SOURCE DOCUMENT:
Lieutenant-Colonel Cuthbert James   (29 February 1872 – 21 July 1930) was a British soldier and Conservative politician.

James was born in London, the second son of Walter James, 2nd Baron Northbourne, and his wife Edith Emmeline Mary (née Lane), niece of William Bagot, 3rd Baron Bagot. James was educated at Harrow School and Magdalen College, Oxford.

James joined the East Surrey Regiment in 1894 and the British Egyptian Army in 1899. He served in the Mahdist War, and followed this as administrator of Wadi Halfa, Deputy Assistant Civil Secretary to the Sudan Government, and Assistant Financial Secretary to the Egyptian Army.

After the First World War began in 1914, he rejoined the East Surrey Regiment. He served in France in 1915 and part of 1916, transferring in 1916 to the Royal Marines. He was promoted to Lieutenant-Colonel in the Army and was appointed a Commander of the Order of the British Empire in the 1919 Birthday Honours.

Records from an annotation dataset
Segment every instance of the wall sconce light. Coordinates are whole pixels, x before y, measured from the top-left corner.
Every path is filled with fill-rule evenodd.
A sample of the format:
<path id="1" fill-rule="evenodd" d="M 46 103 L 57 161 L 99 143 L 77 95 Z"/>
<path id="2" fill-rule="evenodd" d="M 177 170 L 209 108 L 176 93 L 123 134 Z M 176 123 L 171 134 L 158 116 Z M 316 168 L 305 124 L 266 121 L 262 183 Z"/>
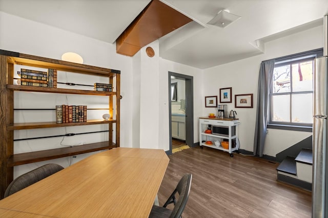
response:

TO-DO LIST:
- A) In the biography of Cuthbert James, list each distinct year mentioned, in the order each first appears.
- B) Turn the paragraph of the biography of Cuthbert James that begins "After the First World War began" into a short bulleted list that keeps its main facts.
The items come from a different source than the biography of Cuthbert James.

SET OF ANSWERS:
- A) 1872, 1930, 1894, 1899, 1914, 1915, 1916, 1919

- B)
- Rejoined the East Surrey Regiment after the First World War began in 1914
- Served in France in 1915 and part of 1916
- Transferred to the Royal Marines in 1916
- Promoted to Lieutenant-Colonel in the Army
- Appointed a Commander of the Order of the British Empire in the 1919 Birthday Honours